- [Soal Latihan 1]:
Jawablah pertanyaan berikut berdasarkan tulisan tentang Danau Sipin.
(a) Di tepian Danau Sipin bagian mana deretan kios ikan itu berada?
(b) Dari pukul berapa hingga pukul berapa kios-kios ikan tersebut berjualan?
(c) Berapa jumlah anak Halimah?

- [Kutipan Teks]:
Mengenai Saya

Foto saya
Jambi, Jambi, Indonesia
wonderful life starts from a wonderful heart

26 September 2010

AWAS, …BAHAYA OVERFISHING DI DANAU SIPIN!

Ingin ikan tawar segar dan murah? Silakan datang ke tepian Danau Sipin di Buluran, Kecamatan Telanaipura, Kota Jambi. Di sini, dari pukul tujuh pagi hingga pukul lima petang, deretan kios ikan yang umumnya ditunggui perempuan setengah baya siap menjajakan ikan yang anda cari; ikan lambak, bujuk, lele, nila, baung, patin, hingga ikan yang makin langka saat ini seperti toman dan lais.


Bagi Halimah, 52 tahun, Danau Sipin adalah berkah. Lebih dari 10 tahun dia berjualan ikan danau di kios kayu sederhana dan sempit, yang dibangun di pinggir jalan Buluran tersebut. Modal usahanya hanyalah uang ratusan ribu rupiah untuk menampung ikan yang ditangkap oleh nelayan setempat. Hasilnya digunakannya untuk menghidupi keluarganya hingga ke tujuh anaknya merangkak dewasa seperti saat ini.

- [Data Hasil Ekstraksi]:
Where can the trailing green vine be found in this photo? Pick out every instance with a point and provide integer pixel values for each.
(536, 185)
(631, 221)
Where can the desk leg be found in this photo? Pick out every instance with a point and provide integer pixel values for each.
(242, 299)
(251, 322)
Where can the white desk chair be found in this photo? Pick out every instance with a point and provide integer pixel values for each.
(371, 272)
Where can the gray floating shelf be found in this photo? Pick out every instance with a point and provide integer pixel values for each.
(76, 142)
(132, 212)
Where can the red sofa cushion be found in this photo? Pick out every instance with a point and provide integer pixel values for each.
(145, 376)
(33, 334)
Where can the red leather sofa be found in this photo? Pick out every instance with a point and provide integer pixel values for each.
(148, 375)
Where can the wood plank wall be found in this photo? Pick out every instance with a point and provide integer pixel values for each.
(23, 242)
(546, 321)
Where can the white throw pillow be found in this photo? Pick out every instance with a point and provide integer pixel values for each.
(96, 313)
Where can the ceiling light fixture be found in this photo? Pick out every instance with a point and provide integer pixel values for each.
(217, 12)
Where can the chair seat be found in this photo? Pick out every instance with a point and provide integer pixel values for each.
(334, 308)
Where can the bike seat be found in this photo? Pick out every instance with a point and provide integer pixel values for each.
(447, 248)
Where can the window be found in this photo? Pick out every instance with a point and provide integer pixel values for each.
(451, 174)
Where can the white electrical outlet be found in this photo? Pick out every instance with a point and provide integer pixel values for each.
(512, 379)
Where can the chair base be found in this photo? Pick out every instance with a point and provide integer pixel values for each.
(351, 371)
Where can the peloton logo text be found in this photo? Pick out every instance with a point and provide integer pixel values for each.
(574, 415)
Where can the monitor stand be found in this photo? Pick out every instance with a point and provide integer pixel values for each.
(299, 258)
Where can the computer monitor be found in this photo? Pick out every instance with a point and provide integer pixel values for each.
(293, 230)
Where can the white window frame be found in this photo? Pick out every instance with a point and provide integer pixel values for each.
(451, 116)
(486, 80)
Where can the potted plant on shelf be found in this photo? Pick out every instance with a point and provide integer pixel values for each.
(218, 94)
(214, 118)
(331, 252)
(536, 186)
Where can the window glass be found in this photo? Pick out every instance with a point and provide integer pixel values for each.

- [Soal Latihan 2]:
Hitung jumlah baris entri yang memuat kata "chair", dengan membedakan huruf besar dan huruf kecil. Tuliskan angkanya saja.

- [Jawaban Soal 1]:
(a) Di Buluran, Kecamatan Telanaipura, Kota Jambi.
(b) Dari pukul tujuh pagi hingga pukul lima petang.
(c) Tujuh orang.

- [Jawaban Soal 2]:
3